— Start Dataset content —

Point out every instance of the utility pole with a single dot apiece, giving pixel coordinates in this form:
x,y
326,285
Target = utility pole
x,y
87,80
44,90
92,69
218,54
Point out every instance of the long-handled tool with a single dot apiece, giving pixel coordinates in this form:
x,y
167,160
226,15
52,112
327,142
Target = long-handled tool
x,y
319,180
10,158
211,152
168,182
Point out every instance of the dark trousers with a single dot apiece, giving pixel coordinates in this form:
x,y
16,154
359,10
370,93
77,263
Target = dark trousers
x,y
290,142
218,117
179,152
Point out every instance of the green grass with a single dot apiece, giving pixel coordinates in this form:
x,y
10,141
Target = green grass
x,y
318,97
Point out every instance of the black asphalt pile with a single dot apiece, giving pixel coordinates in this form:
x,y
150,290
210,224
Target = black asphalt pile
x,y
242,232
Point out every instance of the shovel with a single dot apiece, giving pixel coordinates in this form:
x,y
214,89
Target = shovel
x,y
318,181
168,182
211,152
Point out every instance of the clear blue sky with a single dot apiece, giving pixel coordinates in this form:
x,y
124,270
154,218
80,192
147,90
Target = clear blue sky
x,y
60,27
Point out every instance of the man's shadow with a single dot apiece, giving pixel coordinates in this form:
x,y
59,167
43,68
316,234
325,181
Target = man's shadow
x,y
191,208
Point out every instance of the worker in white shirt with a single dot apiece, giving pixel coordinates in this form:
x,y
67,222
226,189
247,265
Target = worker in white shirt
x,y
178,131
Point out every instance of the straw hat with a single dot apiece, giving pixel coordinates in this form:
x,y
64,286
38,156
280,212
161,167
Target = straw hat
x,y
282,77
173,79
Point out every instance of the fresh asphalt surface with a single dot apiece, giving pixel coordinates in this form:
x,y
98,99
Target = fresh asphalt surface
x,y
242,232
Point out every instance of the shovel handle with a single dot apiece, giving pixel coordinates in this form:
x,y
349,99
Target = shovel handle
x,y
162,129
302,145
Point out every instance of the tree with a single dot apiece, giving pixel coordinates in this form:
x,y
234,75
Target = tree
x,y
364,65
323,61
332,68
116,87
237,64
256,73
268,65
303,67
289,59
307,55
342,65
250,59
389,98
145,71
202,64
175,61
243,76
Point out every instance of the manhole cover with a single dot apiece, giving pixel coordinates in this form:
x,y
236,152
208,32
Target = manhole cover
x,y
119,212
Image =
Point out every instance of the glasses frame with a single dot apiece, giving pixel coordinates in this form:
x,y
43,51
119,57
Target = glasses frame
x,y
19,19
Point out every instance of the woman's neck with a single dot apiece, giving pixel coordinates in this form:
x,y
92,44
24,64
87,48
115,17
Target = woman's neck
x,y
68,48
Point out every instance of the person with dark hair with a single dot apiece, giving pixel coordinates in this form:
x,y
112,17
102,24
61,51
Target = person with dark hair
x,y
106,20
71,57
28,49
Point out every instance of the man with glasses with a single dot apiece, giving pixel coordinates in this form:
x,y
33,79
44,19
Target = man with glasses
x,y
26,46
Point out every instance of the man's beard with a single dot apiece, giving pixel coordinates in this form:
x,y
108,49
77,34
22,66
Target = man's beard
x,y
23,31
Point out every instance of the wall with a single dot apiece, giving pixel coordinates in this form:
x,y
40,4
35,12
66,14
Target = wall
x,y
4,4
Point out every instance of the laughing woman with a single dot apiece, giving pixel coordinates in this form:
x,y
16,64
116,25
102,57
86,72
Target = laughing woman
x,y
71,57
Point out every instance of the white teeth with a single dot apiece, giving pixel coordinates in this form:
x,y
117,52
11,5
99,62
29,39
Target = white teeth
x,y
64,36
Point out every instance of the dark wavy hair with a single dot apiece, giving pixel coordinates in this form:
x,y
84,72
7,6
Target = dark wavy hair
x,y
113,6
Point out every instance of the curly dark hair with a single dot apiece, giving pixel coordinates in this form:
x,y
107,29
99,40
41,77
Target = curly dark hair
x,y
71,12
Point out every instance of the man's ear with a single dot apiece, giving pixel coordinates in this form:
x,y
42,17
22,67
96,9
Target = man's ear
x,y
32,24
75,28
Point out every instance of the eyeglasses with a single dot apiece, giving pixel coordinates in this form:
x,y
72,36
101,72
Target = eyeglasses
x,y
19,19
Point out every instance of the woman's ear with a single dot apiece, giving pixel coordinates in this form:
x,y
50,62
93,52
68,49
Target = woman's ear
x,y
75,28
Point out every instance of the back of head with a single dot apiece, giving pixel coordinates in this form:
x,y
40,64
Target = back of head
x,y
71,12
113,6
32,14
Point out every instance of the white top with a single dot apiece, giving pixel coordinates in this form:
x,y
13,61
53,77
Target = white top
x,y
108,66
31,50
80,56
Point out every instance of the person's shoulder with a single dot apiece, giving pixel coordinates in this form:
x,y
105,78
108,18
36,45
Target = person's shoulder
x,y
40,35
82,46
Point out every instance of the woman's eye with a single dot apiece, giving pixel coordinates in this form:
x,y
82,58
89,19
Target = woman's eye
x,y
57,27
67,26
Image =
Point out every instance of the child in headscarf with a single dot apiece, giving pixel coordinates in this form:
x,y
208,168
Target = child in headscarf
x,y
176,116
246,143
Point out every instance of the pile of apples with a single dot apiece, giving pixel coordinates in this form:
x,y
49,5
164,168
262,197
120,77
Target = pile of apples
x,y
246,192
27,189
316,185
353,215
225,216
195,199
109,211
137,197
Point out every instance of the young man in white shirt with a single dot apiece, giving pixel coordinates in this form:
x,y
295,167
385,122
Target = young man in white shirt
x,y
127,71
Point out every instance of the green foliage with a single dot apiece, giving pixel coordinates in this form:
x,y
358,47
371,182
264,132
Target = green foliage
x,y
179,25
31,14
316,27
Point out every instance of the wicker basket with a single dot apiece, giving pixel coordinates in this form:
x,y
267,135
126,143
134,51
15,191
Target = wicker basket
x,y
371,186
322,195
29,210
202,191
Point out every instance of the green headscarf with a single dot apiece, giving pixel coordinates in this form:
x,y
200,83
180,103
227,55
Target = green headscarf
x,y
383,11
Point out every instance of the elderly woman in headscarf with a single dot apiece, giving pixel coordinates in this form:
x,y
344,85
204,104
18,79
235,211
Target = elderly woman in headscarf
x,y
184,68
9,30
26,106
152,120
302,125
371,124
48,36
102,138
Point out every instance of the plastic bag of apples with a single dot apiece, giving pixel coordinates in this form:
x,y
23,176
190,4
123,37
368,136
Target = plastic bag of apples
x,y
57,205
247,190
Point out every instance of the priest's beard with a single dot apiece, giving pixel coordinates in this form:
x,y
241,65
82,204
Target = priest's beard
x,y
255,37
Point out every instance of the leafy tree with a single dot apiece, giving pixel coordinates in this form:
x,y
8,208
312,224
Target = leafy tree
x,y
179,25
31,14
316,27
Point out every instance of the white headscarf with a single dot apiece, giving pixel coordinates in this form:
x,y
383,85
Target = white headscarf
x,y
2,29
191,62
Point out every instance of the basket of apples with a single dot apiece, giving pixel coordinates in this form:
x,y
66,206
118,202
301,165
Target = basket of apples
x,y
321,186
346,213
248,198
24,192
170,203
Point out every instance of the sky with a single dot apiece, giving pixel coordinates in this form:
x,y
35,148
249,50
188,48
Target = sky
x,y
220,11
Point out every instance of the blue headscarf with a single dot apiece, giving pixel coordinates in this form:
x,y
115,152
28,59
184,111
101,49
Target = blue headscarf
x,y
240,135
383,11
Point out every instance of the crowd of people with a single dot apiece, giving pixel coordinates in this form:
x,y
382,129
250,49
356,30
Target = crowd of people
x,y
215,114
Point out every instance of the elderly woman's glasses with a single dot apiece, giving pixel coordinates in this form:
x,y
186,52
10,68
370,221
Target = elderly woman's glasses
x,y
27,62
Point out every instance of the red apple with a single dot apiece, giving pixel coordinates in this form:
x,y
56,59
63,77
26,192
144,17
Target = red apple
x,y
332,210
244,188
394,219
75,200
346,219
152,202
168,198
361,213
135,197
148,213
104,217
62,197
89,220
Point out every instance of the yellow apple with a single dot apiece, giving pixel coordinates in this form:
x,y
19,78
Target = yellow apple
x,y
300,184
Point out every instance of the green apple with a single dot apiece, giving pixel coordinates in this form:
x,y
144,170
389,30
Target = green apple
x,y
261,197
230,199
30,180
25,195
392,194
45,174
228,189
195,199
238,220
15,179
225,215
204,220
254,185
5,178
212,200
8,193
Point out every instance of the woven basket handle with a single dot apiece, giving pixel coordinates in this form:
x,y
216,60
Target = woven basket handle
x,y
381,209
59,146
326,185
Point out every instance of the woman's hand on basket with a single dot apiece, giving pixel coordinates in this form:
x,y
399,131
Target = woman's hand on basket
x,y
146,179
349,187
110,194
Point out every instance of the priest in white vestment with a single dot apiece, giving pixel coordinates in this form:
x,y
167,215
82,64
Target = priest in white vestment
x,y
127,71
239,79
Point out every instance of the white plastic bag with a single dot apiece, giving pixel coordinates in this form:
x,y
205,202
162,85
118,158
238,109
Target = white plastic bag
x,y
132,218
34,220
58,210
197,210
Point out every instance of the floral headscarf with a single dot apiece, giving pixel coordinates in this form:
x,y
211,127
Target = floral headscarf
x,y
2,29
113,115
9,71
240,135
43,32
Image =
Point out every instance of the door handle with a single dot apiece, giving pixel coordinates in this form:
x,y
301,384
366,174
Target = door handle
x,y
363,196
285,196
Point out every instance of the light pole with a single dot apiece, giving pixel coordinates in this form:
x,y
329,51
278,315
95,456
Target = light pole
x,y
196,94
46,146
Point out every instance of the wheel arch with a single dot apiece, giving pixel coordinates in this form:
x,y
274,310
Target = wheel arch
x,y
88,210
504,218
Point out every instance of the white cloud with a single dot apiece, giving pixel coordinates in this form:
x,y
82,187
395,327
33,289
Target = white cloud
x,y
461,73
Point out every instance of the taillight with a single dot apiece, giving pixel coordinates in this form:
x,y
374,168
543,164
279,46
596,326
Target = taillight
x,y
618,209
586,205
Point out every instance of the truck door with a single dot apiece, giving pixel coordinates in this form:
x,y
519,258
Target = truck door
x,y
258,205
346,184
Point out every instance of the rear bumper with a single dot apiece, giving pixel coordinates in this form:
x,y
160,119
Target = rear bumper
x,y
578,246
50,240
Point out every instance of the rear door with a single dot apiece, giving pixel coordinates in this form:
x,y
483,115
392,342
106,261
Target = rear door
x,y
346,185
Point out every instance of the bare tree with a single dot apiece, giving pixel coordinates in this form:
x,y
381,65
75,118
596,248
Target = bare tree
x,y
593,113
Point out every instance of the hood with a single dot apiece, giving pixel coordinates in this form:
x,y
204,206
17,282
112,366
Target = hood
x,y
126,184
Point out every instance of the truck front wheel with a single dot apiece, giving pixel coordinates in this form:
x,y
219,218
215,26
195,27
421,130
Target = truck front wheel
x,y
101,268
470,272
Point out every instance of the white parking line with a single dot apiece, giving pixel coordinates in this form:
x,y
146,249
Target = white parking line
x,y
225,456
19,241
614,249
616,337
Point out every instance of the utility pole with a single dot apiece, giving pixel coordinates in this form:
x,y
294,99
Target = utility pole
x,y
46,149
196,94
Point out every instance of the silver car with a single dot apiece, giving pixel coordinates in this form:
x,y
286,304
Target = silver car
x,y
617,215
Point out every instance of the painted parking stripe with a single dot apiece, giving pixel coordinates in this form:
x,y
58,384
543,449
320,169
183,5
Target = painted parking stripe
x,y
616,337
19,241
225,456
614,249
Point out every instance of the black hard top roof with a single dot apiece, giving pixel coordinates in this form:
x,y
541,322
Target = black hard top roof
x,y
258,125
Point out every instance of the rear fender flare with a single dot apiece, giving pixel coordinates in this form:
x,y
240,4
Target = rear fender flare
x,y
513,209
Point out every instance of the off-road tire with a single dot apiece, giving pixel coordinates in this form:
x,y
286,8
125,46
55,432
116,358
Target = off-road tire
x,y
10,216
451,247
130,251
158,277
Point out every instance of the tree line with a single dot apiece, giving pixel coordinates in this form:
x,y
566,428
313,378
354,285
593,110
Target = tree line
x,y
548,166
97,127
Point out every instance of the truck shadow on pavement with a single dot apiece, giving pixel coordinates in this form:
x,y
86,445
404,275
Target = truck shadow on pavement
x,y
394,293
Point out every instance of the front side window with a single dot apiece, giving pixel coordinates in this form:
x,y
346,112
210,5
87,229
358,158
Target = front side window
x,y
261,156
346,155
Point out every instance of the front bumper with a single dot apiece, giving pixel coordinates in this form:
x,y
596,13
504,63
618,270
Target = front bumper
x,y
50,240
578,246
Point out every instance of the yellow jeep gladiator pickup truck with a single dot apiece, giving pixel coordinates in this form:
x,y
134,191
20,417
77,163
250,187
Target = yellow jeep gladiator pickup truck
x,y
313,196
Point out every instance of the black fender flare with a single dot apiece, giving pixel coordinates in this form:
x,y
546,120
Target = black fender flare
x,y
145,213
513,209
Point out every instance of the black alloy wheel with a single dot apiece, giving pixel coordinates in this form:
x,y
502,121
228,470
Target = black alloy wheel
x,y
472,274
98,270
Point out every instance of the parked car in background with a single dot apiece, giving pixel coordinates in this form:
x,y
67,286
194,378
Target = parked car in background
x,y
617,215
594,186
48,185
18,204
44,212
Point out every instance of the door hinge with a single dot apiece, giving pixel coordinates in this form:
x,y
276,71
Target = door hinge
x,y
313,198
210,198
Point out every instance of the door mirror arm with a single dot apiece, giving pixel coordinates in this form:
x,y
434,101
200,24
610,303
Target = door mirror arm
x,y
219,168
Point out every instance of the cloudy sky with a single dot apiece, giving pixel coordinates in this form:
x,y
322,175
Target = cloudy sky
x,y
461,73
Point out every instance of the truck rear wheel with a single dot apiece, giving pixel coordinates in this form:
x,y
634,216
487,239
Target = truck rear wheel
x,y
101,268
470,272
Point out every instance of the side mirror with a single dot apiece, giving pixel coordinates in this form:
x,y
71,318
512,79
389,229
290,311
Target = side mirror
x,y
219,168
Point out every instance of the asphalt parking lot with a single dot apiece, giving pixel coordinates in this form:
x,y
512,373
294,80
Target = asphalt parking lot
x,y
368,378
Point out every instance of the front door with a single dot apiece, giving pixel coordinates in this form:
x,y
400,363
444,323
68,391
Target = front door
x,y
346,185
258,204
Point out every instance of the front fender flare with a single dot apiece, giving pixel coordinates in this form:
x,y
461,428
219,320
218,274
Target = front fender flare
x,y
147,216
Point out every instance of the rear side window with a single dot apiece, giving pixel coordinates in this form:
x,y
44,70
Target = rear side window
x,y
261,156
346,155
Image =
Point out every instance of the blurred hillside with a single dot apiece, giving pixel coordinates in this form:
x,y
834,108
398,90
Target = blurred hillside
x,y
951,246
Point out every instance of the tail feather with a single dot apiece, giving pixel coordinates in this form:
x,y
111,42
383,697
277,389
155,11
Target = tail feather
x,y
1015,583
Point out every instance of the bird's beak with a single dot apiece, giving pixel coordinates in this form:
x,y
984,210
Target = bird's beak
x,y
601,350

— End Dataset content —

### Instruction
Convert everything from the line containing "Point out every instance of the tail feather" down to the last line of the rows into a Markdown table with the columns No. and Text. Number each line in order and omit any blank lines.

### Result of the exercise
| No. | Text |
|---|---|
| 1 | Point out every instance of the tail feather with a single dot apiece, giving pixel coordinates in this form: |
| 2 | x,y |
| 3 | 111,42 |
| 4 | 383,697 |
| 5 | 277,389 |
| 6 | 155,11 |
| 7 | Target = tail feather |
| 8 | x,y |
| 9 | 1015,583 |
| 10 | Point out every instance of the bird's beak with a single dot apiece, giving pixel coordinates in this form: |
| 11 | x,y |
| 12 | 984,210 |
| 13 | Target = bird's beak |
| 14 | x,y |
| 15 | 601,350 |